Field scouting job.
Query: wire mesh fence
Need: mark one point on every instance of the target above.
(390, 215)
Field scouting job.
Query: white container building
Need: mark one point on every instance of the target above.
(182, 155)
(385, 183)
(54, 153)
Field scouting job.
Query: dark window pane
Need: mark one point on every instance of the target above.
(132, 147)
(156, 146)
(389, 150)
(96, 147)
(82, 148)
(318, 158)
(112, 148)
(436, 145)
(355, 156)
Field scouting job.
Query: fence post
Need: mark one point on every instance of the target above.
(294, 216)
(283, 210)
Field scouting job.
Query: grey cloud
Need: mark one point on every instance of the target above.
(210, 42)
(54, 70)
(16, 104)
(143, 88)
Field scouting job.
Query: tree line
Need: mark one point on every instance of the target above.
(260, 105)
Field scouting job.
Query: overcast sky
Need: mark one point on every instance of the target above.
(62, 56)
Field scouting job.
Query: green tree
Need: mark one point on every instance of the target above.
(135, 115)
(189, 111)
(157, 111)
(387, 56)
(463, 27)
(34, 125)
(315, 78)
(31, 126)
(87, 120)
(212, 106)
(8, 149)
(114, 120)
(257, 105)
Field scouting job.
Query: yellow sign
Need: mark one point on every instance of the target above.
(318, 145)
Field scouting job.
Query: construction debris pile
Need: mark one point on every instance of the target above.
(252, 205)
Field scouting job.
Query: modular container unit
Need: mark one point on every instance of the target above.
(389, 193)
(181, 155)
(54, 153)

....

## WHAT NEEDS TO BE DONE
All of the data above should be reproduced exactly, with nothing left out.

## SOLVED EXERCISE
Field scouting job.
Query: wire mesh fence
Need: mark one point on every instance of the target above.
(390, 215)
Field scouting job.
Query: white container building
Need: mark one point on every instance of the target above.
(182, 155)
(385, 183)
(54, 153)
Field scouting job.
Query: dark window pane
Need: mark one point on every instance of the target above.
(132, 147)
(156, 146)
(389, 150)
(96, 147)
(82, 148)
(318, 158)
(112, 148)
(436, 145)
(355, 156)
Field scouting job.
Query: fence post
Need: mark one point on every instance of the target above.
(294, 216)
(283, 210)
Field scouting job.
Query: grey cloud
Need: mark one point on every instance of the target above.
(210, 42)
(54, 70)
(16, 104)
(143, 88)
Field scouting job.
Query: tree line
Need: mark one point on every instance of the target above.
(260, 105)
Field scouting job.
Query: overcast sky
Need: mark one point on every instance of the target above.
(62, 56)
Field scouting job.
Query: green tree
Need: mark one point on every instance of the target above.
(135, 115)
(189, 111)
(157, 111)
(387, 56)
(463, 27)
(34, 125)
(315, 78)
(31, 126)
(87, 120)
(212, 106)
(8, 149)
(114, 120)
(257, 105)
Field scouting job.
Query: yellow sign
Need: mark one point on every instance of the target above.
(318, 145)
Field scouting job.
Query: construction debris pile
Need: mark one point on every instance of the target above.
(252, 205)
Field scouting job.
Query: modular container unit
Need: mark one point on every instance of the target above.
(389, 193)
(181, 155)
(54, 153)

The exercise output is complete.